__Records provided__.

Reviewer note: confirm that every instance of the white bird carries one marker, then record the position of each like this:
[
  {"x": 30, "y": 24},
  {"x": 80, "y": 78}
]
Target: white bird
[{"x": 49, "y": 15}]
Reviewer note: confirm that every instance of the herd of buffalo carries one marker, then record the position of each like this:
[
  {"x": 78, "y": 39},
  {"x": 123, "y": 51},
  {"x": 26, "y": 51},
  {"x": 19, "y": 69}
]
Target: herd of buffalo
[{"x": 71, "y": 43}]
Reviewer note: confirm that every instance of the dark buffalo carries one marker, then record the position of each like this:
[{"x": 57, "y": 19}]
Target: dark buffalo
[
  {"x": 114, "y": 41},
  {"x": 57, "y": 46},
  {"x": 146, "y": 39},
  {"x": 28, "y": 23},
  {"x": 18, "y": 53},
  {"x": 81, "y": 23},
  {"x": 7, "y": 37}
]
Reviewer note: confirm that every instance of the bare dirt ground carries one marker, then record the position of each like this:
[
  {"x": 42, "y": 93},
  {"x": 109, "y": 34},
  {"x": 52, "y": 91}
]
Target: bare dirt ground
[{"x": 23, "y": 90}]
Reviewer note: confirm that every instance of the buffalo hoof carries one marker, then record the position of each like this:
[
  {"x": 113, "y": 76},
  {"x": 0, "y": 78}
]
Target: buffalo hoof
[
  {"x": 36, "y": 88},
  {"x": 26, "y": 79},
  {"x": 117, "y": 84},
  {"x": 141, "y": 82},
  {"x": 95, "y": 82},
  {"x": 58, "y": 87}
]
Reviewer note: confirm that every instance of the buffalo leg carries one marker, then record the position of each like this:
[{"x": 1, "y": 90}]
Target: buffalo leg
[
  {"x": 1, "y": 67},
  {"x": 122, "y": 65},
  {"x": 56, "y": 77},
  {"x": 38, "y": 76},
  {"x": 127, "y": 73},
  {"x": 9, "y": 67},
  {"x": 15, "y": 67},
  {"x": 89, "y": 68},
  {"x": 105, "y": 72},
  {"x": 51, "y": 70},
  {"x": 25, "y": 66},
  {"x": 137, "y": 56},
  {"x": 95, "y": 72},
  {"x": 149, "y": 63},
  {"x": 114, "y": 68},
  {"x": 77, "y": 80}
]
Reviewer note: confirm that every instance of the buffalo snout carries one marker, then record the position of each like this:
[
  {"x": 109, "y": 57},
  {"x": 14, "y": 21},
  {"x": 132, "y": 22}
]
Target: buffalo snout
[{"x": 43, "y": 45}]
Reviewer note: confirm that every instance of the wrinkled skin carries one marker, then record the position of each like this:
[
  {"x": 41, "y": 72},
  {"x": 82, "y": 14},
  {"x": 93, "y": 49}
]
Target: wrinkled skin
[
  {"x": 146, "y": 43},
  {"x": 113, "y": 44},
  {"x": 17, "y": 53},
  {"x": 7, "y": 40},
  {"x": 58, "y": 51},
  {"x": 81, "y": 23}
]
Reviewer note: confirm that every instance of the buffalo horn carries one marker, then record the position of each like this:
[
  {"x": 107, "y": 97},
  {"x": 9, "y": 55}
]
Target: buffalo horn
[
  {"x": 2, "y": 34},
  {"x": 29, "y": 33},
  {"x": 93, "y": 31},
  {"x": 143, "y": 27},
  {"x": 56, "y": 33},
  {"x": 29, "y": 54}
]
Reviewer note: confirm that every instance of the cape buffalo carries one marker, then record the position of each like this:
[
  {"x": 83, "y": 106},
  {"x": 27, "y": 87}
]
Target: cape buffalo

__Task__. Your response must consist of every line above, reproduced exactly.

__Problem solution__.
Reviewer note: confirm that every instance of the white bird carries one marker, then record the position of each like this:
[
  {"x": 30, "y": 24},
  {"x": 80, "y": 78}
]
Target: white bird
[{"x": 49, "y": 15}]
Reviewer note: confirm that every instance of the herd of buffalo carries one marker, then record the position of each like this:
[
  {"x": 78, "y": 39},
  {"x": 123, "y": 51},
  {"x": 26, "y": 51},
  {"x": 19, "y": 69}
]
Target: herd of buffalo
[{"x": 71, "y": 43}]
Reviewer note: confirm that every instance of the dark buffalo carries one marker, then record the position of each like this:
[{"x": 57, "y": 19}]
Target: dark buffalo
[
  {"x": 114, "y": 41},
  {"x": 57, "y": 46},
  {"x": 146, "y": 39},
  {"x": 28, "y": 23},
  {"x": 18, "y": 53},
  {"x": 81, "y": 23},
  {"x": 7, "y": 37}
]
Reviewer note: confirm that every instance of the bare dirt ground carries one marker, then record the position of each like this:
[
  {"x": 42, "y": 93},
  {"x": 109, "y": 34},
  {"x": 52, "y": 91}
]
Target: bare dirt ground
[{"x": 23, "y": 90}]
Reviewer note: confirm that every instance of the buffalo hoof carries one marker, then record the position of each like this:
[
  {"x": 113, "y": 76},
  {"x": 0, "y": 78}
]
Target: buffalo hoof
[
  {"x": 36, "y": 88},
  {"x": 26, "y": 79},
  {"x": 117, "y": 84},
  {"x": 141, "y": 82},
  {"x": 95, "y": 82},
  {"x": 58, "y": 87}
]
Reviewer note: confirm that every instance of the buffalo leg carries one marker, then record the position of each like this:
[{"x": 1, "y": 90}]
Target: buffalo leg
[
  {"x": 1, "y": 67},
  {"x": 122, "y": 65},
  {"x": 56, "y": 77},
  {"x": 38, "y": 76},
  {"x": 127, "y": 73},
  {"x": 9, "y": 67},
  {"x": 15, "y": 67},
  {"x": 89, "y": 68},
  {"x": 105, "y": 72},
  {"x": 51, "y": 70},
  {"x": 25, "y": 66},
  {"x": 137, "y": 56},
  {"x": 95, "y": 72},
  {"x": 149, "y": 63},
  {"x": 114, "y": 68},
  {"x": 77, "y": 80}
]
Reviewer note: confirm that every instance of the buffalo snout carries one marker, then record the position of each like this:
[
  {"x": 109, "y": 57},
  {"x": 14, "y": 21},
  {"x": 132, "y": 22}
]
Target: buffalo snout
[{"x": 43, "y": 45}]
Reviewer note: confirm that every instance of the wrinkled skin carries one marker, then record the position of each like this:
[
  {"x": 41, "y": 72},
  {"x": 82, "y": 14},
  {"x": 93, "y": 49}
]
Target: wrinkled skin
[
  {"x": 146, "y": 43},
  {"x": 113, "y": 44},
  {"x": 17, "y": 53},
  {"x": 7, "y": 40},
  {"x": 58, "y": 51},
  {"x": 81, "y": 23}
]
Reviewer note: confirm that every instance of the buffalo horn carries one marker, then record the position of each like this:
[
  {"x": 107, "y": 97},
  {"x": 9, "y": 55}
]
Target: buffalo horn
[
  {"x": 2, "y": 34},
  {"x": 29, "y": 33},
  {"x": 93, "y": 31},
  {"x": 143, "y": 27},
  {"x": 56, "y": 33},
  {"x": 29, "y": 54}
]
Reviewer note: confirm that every instance of the cape buffalo carries one marker, then record the position of each like this:
[
  {"x": 83, "y": 106},
  {"x": 27, "y": 87}
]
Target: cape buffalo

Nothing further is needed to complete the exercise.